__DIRECTION__: Copy every line of the items below, requests included but pictures left out. Multiply each coordinate in the answers by 2.4 and round to the nearest whole number, rounding halves up, while the sample values inside the requests stay as they are.

__PROVIDED DATA__:
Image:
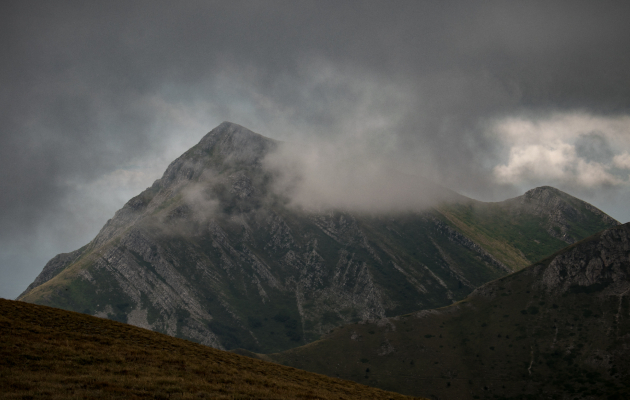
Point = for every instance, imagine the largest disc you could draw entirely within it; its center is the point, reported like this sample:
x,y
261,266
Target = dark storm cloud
x,y
83,84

__RESPONSE FOR THIS EXERCISE__:
Image:
Point = for every instance, imagine the largest disc you could draw entirely within it; its center is the point, reported like this sample:
x,y
261,266
Target = dark storm cloud
x,y
199,202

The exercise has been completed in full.